- **Data section**
====

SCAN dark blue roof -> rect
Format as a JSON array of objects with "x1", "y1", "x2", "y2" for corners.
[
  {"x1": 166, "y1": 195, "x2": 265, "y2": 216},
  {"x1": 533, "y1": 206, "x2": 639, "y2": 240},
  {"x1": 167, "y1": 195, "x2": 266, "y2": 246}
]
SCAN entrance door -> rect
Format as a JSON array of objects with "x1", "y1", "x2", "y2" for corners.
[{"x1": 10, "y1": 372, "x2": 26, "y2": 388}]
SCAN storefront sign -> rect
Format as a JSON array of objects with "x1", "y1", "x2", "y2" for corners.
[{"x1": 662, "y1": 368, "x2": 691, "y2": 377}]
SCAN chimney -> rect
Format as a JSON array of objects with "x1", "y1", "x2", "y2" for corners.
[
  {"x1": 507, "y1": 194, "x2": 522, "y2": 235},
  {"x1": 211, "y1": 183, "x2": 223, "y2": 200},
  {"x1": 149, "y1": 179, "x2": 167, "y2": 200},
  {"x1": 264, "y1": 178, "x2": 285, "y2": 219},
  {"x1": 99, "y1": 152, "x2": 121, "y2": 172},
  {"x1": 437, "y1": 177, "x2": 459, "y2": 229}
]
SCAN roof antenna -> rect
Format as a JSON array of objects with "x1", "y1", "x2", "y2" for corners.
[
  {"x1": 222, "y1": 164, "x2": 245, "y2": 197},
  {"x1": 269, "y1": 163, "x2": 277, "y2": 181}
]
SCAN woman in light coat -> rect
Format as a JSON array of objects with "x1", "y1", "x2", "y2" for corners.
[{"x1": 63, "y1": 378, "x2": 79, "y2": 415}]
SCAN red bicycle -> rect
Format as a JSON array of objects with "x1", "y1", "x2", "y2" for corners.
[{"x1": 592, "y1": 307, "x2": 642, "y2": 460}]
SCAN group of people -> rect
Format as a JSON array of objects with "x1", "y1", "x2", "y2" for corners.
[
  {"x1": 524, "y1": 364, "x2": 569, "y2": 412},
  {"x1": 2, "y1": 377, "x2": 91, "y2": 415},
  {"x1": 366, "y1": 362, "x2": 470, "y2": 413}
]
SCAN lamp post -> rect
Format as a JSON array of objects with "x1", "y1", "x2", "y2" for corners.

====

- **Exercise brief**
Look above for lines with the word "roof" and copy them all.

- **Exercise solution**
SCAN dark blue roof -> rect
SCAN roof antenna -> rect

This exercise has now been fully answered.